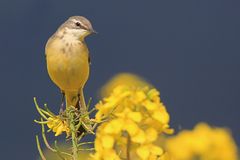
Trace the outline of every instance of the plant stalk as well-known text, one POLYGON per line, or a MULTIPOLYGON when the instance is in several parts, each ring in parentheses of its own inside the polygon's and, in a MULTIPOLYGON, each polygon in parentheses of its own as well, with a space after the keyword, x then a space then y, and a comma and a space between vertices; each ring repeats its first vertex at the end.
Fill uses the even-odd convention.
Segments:
POLYGON ((128 133, 127 133, 127 146, 126 146, 126 149, 127 149, 127 160, 131 160, 131 158, 130 158, 131 137, 130 137, 130 135, 128 133))
POLYGON ((71 109, 71 107, 68 107, 67 114, 70 120, 69 124, 70 124, 70 130, 71 130, 73 160, 79 160, 77 131, 76 131, 75 121, 74 121, 75 112, 74 110, 71 109))

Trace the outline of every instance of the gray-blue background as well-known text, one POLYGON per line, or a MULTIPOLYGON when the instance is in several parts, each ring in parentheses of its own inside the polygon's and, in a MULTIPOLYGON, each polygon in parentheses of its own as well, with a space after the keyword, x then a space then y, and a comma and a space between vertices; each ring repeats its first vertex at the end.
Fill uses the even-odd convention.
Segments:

-------

Exercise instructions ->
Search the entries for the word "ring" and pick out every line that holds it.

Solved problem ->
Trace the outline of every instance of the plant stalk as well-known text, one POLYGON per line, or a MULTIPOLYGON when the instance is in several parts, each ring in parentheses of its own inside the polygon's and, in a MULTIPOLYGON, each polygon in parentheses of its own as well, with a space after the keyword, x then a space then y, and a comma and a space between vertices; each ring repeats its first vertex at the end.
Trace the outline of every instance of the gray-blue background as well-known text, one POLYGON per line, or a MULTIPOLYGON when the instance is in several parts, each ring in parentheses of its own inside the polygon's and, in a MULTIPOLYGON, each polygon in parentheses of its own as well, with a space after the keyword, x then a space then y, and a comma and a space between vertices; each ring repeats its first vertex at the end.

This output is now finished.